**Work order:** Check the data underneath for lines holding the word "white", and state only how many you find.

Items listed in a dataset:
^^^^
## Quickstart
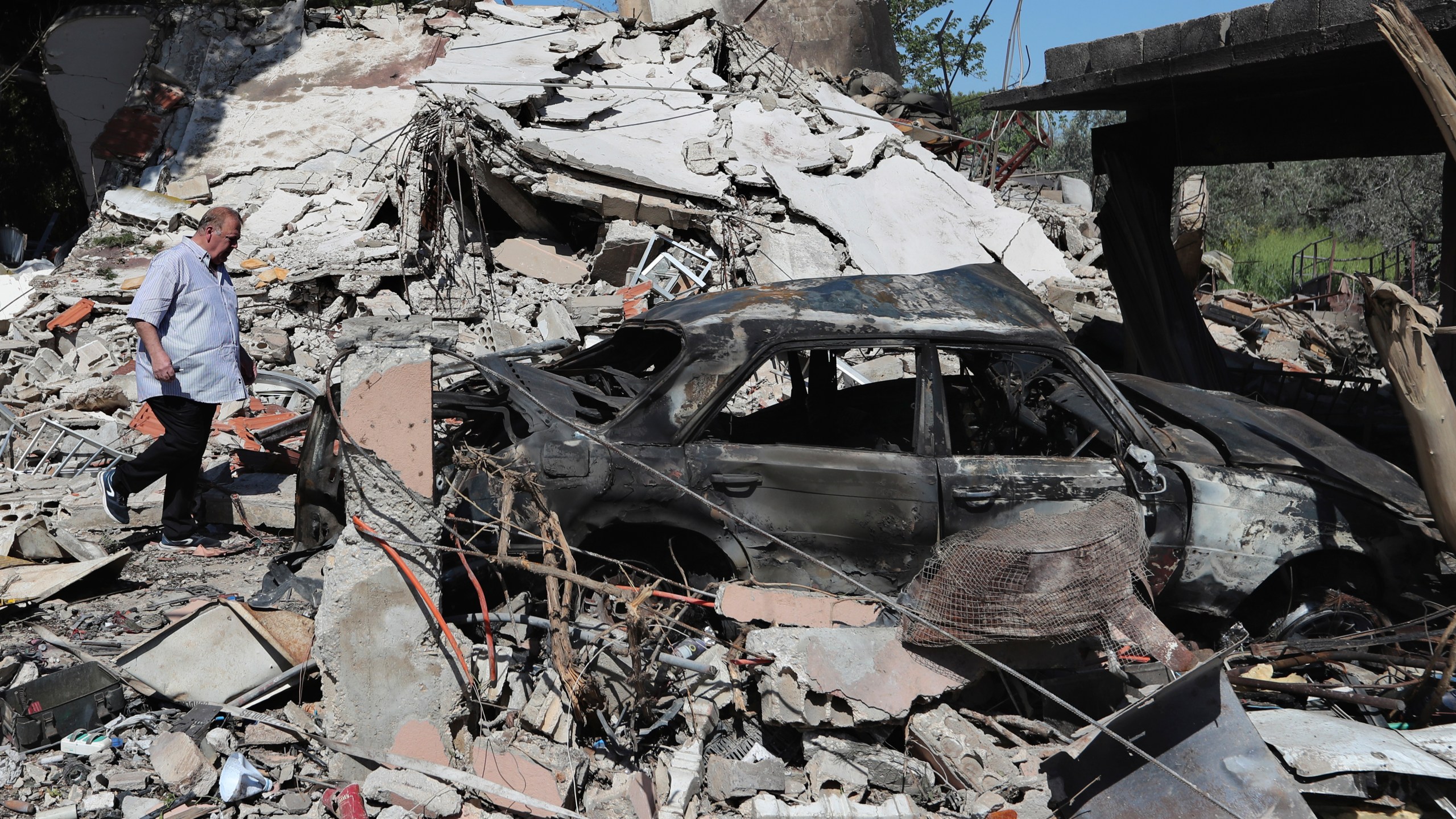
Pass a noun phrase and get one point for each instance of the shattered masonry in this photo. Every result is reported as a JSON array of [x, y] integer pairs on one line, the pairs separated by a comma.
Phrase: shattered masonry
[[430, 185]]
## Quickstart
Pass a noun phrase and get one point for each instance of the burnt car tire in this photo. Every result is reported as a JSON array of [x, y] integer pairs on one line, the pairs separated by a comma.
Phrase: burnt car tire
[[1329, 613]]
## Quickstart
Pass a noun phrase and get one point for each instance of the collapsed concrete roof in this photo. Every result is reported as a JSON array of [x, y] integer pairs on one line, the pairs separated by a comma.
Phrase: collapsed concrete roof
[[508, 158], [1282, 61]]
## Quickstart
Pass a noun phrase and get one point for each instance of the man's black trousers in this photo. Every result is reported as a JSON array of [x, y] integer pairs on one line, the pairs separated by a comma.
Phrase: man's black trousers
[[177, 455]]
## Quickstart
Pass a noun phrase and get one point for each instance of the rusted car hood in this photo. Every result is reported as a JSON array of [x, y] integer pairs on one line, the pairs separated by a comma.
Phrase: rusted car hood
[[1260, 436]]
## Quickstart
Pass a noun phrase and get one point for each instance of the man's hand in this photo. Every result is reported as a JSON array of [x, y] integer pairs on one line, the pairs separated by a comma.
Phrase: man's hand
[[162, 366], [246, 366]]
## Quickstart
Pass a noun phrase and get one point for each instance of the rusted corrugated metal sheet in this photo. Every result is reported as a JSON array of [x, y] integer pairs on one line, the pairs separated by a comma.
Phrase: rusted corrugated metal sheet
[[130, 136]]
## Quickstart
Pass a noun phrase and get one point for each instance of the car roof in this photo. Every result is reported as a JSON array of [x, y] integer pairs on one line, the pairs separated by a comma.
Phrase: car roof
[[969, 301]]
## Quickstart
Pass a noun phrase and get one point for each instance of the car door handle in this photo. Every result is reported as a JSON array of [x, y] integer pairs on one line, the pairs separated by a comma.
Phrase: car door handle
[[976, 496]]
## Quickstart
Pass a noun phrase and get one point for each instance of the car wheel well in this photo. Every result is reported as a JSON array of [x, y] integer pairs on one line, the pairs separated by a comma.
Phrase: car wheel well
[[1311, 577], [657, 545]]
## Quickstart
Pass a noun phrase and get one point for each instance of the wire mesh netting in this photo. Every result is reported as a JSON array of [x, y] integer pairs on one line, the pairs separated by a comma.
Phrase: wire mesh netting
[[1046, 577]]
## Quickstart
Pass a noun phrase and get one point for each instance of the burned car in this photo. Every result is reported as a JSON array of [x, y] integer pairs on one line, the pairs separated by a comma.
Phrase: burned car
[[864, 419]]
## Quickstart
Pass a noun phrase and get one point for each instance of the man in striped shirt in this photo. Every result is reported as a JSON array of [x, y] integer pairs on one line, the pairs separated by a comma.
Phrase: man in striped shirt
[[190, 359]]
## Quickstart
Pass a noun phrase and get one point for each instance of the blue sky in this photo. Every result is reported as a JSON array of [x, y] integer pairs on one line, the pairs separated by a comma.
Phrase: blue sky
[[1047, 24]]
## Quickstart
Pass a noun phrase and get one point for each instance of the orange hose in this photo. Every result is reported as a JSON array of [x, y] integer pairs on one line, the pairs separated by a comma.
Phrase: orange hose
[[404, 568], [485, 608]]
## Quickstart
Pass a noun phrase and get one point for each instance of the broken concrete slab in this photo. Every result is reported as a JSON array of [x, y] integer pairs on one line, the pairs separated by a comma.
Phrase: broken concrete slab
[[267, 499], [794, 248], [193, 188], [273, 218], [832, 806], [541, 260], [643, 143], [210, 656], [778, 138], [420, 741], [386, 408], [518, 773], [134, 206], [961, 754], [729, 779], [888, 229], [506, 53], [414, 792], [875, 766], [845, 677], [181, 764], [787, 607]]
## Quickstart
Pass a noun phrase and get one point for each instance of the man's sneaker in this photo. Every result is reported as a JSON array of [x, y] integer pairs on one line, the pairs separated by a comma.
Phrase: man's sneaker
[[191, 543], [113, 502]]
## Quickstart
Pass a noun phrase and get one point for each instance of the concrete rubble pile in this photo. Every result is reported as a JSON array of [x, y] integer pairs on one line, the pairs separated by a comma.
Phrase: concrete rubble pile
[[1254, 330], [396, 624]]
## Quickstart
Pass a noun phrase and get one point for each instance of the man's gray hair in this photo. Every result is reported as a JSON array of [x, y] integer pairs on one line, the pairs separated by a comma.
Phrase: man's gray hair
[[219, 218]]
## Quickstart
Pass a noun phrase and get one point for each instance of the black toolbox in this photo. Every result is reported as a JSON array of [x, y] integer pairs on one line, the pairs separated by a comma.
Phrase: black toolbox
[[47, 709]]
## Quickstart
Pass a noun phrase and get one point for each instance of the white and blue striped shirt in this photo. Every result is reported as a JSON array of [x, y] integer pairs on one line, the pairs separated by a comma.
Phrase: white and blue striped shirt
^^^^
**Output of the exercise:** 2